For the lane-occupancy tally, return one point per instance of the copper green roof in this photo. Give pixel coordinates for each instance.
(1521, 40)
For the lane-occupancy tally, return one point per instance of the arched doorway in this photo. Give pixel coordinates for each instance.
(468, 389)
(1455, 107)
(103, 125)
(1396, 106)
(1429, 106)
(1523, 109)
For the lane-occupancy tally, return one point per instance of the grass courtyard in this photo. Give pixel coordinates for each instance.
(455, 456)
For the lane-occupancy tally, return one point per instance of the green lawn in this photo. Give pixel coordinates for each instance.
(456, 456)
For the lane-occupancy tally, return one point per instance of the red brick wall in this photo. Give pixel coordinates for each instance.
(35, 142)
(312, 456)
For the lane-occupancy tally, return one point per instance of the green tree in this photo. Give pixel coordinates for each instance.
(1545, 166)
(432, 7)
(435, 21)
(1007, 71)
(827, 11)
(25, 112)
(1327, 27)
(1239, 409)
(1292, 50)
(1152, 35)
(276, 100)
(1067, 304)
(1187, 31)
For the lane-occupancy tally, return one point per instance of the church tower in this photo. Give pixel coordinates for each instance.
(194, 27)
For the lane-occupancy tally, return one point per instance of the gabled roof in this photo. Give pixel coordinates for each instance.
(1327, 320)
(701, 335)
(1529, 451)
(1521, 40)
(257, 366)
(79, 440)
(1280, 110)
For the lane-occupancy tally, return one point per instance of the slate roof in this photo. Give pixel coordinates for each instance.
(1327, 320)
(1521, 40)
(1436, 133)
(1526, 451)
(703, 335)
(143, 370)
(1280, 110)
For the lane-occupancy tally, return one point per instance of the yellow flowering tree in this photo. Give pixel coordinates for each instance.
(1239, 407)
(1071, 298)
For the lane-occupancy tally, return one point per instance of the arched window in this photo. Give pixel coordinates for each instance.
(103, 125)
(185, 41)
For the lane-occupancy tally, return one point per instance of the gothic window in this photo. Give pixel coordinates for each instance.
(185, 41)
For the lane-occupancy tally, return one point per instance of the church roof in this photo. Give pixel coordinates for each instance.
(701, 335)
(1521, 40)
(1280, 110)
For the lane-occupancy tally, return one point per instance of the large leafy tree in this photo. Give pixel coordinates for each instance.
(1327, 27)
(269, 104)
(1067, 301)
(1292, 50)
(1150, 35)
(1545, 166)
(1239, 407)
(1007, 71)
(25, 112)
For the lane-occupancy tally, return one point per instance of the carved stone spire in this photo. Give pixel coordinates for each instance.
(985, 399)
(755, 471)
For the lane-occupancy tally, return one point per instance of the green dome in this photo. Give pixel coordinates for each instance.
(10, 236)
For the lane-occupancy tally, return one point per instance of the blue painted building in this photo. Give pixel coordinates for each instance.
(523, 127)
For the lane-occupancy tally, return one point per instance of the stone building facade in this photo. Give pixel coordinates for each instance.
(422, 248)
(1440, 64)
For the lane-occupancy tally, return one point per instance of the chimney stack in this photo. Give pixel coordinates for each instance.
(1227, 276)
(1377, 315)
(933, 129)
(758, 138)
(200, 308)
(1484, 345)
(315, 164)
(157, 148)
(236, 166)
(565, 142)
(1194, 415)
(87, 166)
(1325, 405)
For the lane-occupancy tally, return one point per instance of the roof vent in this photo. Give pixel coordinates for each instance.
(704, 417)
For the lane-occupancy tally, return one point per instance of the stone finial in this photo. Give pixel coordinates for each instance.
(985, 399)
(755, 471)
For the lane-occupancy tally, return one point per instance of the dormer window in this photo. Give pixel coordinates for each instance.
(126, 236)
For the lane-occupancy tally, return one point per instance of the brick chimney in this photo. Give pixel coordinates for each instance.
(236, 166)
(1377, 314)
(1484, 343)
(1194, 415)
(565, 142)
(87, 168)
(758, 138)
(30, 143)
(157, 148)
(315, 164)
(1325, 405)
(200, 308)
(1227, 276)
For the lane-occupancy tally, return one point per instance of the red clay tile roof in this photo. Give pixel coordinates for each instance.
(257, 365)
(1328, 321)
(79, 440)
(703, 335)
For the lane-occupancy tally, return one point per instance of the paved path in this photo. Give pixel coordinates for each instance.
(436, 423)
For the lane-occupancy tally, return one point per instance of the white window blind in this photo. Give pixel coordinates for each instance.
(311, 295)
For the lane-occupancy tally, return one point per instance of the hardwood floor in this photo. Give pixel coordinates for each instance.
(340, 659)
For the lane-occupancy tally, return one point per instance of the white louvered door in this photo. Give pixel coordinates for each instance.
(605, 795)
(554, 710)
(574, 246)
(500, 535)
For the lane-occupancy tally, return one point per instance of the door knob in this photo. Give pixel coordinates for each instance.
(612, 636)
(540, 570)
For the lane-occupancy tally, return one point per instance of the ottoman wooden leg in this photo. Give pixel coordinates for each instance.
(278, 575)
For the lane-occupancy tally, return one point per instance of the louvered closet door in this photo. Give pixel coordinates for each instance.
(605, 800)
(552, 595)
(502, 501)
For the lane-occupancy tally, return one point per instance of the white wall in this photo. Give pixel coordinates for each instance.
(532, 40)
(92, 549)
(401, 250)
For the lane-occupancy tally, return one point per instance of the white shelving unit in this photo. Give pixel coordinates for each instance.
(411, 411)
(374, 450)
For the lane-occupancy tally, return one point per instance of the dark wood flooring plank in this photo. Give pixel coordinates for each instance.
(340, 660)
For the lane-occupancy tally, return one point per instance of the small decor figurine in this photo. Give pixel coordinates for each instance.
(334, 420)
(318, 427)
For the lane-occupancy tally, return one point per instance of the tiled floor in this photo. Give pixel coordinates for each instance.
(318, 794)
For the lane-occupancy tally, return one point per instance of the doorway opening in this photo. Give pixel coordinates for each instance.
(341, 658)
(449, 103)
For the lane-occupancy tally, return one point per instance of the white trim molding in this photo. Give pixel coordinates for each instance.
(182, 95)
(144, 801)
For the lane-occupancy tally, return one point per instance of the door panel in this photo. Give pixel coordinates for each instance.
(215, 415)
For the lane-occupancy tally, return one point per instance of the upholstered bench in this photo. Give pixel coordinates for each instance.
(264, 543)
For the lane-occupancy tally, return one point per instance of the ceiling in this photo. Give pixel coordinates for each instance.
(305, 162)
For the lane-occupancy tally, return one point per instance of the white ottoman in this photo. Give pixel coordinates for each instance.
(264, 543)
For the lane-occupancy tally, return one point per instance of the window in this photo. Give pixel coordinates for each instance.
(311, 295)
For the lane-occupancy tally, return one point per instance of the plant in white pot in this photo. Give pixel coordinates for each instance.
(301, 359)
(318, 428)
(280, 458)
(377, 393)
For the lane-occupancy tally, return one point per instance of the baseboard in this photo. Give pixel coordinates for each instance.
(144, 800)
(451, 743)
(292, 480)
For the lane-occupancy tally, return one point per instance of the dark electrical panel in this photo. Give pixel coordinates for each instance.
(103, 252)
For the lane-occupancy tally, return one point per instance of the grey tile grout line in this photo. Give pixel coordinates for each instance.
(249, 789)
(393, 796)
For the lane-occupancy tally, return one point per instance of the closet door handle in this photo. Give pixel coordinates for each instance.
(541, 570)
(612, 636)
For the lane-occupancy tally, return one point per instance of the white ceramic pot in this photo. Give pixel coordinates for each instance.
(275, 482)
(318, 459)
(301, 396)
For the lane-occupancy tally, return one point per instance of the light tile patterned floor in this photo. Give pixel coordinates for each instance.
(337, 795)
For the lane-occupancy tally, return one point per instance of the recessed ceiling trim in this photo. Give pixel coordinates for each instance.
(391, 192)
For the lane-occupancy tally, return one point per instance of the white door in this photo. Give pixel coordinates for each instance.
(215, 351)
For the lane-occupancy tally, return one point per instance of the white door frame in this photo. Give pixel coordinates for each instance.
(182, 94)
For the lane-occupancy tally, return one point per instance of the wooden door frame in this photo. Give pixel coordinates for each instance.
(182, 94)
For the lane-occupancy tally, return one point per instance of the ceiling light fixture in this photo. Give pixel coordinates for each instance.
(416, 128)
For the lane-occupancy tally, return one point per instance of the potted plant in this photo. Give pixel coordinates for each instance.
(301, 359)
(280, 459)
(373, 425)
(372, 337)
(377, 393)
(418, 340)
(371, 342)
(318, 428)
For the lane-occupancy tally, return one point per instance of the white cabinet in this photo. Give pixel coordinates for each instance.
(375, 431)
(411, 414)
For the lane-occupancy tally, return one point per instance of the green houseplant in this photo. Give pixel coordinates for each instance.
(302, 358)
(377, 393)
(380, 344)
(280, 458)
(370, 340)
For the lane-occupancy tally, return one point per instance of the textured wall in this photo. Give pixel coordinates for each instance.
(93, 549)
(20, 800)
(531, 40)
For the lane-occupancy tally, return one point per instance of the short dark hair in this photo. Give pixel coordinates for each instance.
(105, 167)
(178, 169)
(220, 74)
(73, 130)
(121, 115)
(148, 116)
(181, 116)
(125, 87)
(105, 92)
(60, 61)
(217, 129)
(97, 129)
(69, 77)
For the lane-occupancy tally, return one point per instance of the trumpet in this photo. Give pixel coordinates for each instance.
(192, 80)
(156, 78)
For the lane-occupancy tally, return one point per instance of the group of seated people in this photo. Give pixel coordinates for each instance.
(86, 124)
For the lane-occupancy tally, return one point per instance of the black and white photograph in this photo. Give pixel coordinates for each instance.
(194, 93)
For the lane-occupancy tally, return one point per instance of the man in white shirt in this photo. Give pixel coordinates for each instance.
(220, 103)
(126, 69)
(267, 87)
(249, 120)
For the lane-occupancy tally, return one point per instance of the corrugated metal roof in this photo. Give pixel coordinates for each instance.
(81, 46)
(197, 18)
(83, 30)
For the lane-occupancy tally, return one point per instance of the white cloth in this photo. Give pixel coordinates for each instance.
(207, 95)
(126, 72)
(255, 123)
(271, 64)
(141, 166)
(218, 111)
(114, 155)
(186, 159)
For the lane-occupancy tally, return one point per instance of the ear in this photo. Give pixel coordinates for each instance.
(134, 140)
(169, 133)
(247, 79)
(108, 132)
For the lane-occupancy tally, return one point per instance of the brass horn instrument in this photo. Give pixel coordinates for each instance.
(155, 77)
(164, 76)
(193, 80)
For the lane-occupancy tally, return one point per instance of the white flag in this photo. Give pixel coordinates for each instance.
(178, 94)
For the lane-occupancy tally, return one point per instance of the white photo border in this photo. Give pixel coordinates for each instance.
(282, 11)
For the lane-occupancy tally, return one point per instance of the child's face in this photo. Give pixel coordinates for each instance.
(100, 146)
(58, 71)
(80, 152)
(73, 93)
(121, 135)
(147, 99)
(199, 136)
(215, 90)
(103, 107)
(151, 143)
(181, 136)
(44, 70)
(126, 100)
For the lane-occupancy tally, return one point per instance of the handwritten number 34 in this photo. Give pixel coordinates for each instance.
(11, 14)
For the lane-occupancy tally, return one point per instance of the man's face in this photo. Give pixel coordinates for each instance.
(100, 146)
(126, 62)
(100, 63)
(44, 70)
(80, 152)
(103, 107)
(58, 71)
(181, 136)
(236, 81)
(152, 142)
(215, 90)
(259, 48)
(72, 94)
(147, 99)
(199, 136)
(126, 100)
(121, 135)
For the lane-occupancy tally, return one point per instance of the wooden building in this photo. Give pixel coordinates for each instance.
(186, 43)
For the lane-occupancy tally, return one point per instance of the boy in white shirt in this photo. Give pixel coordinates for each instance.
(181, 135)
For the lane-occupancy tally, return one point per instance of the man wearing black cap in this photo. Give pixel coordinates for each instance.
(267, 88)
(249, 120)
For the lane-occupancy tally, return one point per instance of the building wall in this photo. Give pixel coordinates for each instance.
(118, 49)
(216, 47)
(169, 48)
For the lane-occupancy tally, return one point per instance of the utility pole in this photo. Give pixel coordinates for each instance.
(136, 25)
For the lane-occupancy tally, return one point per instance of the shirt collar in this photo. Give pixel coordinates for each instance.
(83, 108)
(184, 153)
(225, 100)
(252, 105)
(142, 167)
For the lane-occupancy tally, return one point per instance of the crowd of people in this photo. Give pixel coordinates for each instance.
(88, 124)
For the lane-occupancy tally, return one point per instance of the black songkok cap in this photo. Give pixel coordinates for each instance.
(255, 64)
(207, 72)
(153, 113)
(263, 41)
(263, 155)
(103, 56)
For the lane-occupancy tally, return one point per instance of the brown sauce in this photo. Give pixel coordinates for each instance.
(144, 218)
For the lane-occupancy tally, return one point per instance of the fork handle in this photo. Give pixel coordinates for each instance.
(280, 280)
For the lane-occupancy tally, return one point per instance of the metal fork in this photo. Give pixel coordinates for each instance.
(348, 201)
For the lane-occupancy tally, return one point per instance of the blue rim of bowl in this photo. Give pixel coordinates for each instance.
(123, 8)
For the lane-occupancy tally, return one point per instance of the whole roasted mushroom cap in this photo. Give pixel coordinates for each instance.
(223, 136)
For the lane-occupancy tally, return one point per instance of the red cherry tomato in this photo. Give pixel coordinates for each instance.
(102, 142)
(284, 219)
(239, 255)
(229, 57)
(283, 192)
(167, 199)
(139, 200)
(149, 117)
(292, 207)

• _Exercise brief_
Reproduce the records from the line containing "the blue rim" through the end of the records, keeping the requests unchanged. Shift every pixel coordinate in the answers by -94.

• _Full output_
For the lane-occupancy tally, return one point per instance of the blue rim of bowl in this photo. Give pixel coordinates for each instance.
(29, -86)
For the lane-occupancy tally, return one point per instance of the whole roasted mushroom cap in this photo. Give pixel coordinates for each instance.
(129, 42)
For the lane-occupancy tally, return one point per instance of the red cherry tomato in this photo. Give pixel coordinates for each instance.
(8, 48)
(190, 125)
(145, 161)
(135, -37)
(189, 98)
(73, 105)
(45, 106)
(55, 23)
(198, 113)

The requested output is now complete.